TEXT SECTION —

>>

Fair enough summation for active people who need good ones, but a shuffle as far as the garbage bin and back doesn't require much more than something to keep the gravel from getting between your toes.


----------



## rkunsaw (Jul 29, 2013)

You Aussies better not buy anything that defies gravity, you're already upside down. :danger:


----------



## Jillaroo (Jul 29, 2013)

_Knew there was something wrong, now i know thanks rkunsaw_


----------



## Pappy (Jul 29, 2013)

Have worn New Balance for years. Priced right and made in the USA. kay:


----------



## Diwundrin (Jul 29, 2013)

rkunsaw said:


> You Aussies better not buy anything that defies gravity, you're already upside down. :danger:



That accounts for why our Gubbmint gets things rrrrs-up so often I guess.


----------



## SifuPhil (Jul 29, 2013)

Pappy said:


> Have worn New Balance for years. Priced right and made in the USA. kay:





Although ... if you *check out their website* you'll see (in fine print) -



> One out of every 4 pairs of  shoes we sell in the USA is made or assembled here. Where the domestic  value is at least 70%, we label our shoes "Made in the USA."



They also use a mix of domestic and imported materials, so I'm not quite sure how "American" their American shoes are. Still, I think they have a better track record than many other shoe companies. Puma and Adidas, for example - founded by brothers who had belonged to the Nazi party.

I used to LOVE Pumas and wore them for years, but that probably explains why every time I put them on I had a strong urge to cover a lot of territory ... 




TWHRider said:


> ... Except for my pink barn shoes, I don't wear tennis shoes in the summer.  I still wear "shoe sandals" but no leather bottoms, they better have positraction or they're not coming home with me - lol lol lol  No flip-flops either --- I hate flip-flops.



You want positraction? You got it!


----------



## SeaBreeze (Jul 29, 2013)

New Balance was my favorite for years, as I have large wide feet for a woman and always had trouble finding a comfortable shoe and I always bought the men's styles.  The NB came in wide widths.  Years back, after being on my feet all day on cement floors at work, I started to have problems with Plantar Fasciitis.  Switched to Saucony from then on.  My first pair was the Hurricane8, no longer available.  It was a $120 sneaker, and it was on sale for half price.  Been buying them ever since due to stability, cushioning and comfort...although their sizes aren't wide, they are a full cut. :thumbsup:


----------



## Happyflowerlady (Jul 29, 2013)

I think the idea of the springs in the heels is a great idea, and I see that they also have sandals made that way. Even they are really expensive, at least on my budget, so I still wouldn't buy them, but I probably would try a pair if I had them.
it seems to be getting harder and harder to find products that are actually made here in America, but it is good when we are able to buy American.
I wonder if all the other countries are smothered in Chinese merchandise like we are ?


----------



## MercyL (Jul 29, 2013)

SifuPhil said:


> View attachment 1745
> 
> Seems to work for _them_ ...
> 
> ...



Sooner or later we realize that paying more than $20.00 for a pair of shoes is a worthwhile investment.

<<

WHAT THIS TASK INVOLVES — In the shoe thread, swap "flip-flops" for "slippers" and write out the passage from "I used to LOVE" up to and including "I hate flip-flops.".

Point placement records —
>>

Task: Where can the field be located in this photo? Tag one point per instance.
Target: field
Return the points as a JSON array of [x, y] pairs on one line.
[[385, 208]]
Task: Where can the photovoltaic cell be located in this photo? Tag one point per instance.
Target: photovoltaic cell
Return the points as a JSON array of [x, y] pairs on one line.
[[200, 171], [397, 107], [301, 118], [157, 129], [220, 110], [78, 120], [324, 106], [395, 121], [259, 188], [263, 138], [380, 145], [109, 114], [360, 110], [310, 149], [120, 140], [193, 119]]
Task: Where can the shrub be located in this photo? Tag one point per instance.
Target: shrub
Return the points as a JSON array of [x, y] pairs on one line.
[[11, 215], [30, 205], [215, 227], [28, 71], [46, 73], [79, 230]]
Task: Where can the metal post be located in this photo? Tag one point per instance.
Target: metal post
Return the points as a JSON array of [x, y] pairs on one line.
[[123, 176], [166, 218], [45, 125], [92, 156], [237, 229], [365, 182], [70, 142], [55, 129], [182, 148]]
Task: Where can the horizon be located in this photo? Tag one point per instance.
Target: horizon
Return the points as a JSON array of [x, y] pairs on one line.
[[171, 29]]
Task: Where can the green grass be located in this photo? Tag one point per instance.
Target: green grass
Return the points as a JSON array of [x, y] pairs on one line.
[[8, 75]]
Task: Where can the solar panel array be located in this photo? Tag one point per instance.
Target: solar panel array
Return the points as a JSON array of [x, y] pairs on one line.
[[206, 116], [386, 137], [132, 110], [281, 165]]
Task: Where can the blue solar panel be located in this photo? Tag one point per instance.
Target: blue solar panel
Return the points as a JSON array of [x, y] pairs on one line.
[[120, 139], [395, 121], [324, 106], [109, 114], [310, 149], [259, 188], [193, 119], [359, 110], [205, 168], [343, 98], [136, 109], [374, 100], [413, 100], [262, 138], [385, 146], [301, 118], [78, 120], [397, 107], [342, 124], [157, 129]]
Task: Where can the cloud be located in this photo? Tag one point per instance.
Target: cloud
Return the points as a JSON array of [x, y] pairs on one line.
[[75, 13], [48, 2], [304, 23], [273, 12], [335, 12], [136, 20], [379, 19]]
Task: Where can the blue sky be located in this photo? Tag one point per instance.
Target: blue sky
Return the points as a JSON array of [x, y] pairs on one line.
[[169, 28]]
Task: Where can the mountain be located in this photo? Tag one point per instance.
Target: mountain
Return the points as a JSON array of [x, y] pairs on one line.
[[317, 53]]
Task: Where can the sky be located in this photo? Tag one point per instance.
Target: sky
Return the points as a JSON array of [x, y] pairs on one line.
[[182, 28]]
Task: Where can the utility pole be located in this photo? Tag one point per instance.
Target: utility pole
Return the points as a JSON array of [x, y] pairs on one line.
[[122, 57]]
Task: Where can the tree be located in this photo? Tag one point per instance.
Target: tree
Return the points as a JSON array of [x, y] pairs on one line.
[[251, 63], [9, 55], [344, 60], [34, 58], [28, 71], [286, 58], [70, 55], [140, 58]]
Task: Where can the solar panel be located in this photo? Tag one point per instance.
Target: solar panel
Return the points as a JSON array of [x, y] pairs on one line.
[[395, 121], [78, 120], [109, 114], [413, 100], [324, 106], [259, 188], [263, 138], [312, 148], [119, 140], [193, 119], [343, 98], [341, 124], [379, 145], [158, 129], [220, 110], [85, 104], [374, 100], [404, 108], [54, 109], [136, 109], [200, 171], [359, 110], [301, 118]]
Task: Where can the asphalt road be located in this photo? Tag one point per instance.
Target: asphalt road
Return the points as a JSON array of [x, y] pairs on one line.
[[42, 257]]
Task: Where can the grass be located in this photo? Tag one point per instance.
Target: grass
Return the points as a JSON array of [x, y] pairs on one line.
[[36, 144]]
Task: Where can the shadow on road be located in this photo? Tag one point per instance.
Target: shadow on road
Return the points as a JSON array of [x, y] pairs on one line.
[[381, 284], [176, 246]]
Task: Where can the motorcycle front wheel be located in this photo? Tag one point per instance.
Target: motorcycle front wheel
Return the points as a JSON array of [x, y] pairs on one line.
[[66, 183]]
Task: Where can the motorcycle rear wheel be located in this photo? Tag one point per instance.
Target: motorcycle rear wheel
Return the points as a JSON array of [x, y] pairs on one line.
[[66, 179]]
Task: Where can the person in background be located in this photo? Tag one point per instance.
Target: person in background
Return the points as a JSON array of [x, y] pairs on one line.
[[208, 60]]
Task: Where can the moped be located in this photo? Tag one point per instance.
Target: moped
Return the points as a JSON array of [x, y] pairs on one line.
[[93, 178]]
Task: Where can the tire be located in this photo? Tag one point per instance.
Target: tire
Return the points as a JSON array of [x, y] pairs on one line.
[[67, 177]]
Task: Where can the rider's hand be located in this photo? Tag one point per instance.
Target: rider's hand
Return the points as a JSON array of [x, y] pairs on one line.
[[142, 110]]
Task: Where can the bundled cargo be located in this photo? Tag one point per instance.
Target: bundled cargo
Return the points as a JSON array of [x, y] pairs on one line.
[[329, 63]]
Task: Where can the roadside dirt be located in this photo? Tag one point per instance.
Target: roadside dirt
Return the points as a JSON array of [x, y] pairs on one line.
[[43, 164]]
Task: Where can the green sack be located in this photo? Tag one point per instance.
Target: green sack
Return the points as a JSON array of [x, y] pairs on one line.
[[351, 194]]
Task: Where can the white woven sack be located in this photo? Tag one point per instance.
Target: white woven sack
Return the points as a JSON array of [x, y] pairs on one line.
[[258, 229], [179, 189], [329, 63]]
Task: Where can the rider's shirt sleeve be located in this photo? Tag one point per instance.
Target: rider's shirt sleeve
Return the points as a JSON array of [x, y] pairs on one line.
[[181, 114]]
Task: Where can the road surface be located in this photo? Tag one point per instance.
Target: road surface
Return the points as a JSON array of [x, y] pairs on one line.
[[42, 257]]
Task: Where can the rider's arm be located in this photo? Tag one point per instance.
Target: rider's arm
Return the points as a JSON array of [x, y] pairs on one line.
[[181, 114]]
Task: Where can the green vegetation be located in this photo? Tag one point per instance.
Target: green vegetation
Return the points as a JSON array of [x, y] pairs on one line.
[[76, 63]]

<<

PROBLEM SOLUTION —
I used to LOVE Pumas and wore them for years, but that probably explains why every time I put them on I had a strong urge to cover a lot of territory ... 




TWHRider said:


> ... Except for my pink barn shoes, I don't wear tennis shoes in the summer.  I still wear "shoe sandals" but no leather bottoms, they better have positraction or they're not coming home with me - lol lol lol  No slippers either --- I hate slippers.